------ Supplied entries

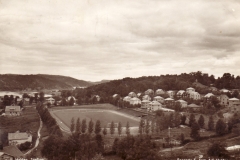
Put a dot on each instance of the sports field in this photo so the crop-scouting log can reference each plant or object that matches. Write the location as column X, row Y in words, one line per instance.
column 105, row 116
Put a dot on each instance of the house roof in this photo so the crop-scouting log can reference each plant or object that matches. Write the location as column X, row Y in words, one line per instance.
column 17, row 136
column 14, row 151
column 155, row 103
column 193, row 106
column 233, row 99
column 209, row 95
column 15, row 108
column 181, row 101
column 158, row 97
column 169, row 99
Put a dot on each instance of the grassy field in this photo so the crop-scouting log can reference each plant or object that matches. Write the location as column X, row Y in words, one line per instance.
column 105, row 116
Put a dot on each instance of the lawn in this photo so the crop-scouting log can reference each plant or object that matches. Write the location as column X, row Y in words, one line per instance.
column 105, row 116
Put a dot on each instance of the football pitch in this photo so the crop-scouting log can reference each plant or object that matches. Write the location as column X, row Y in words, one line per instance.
column 105, row 117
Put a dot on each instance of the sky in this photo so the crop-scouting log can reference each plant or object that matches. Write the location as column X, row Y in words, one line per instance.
column 104, row 39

------------

** Brief **
Write out the whole listing exactly, and drop the pictures.

** Response **
Put a dot on each instance of the sports field in this photo so the crop-scouting log can reference each plant or object that matches. Write the location as column X, row Y in words, one line per instance.
column 105, row 116
Put a dot on each instance of the house roof in this photo so the crop-scouting log can reference each plant or object that matches. Write the location as column X, row Y in words, one line per instance.
column 17, row 136
column 14, row 151
column 155, row 103
column 193, row 106
column 233, row 99
column 209, row 95
column 15, row 108
column 181, row 101
column 158, row 97
column 169, row 99
Put a dot on each instance of the grassy field in this photo so the crop-scouting log can reference each plant or object that matches. Write the location as column X, row Y in words, one line per instance.
column 105, row 116
Put a dot on each instance of the lawn in this photo so the crop-scouting log can reference each plant or object that matches. Write the location as column X, row Y in words, one line per instance.
column 105, row 116
Put a dot on each instance of the football pitch in this photo so the crop-scouting log can reference each plant or object that matches. Write the location as column X, row Y in words, one line per instance.
column 105, row 117
Put a dot on each instance of the sky in this photo so the crop-scouting log can reference each plant or object that matches. Write the location as column X, row Y in words, one line per instance.
column 104, row 39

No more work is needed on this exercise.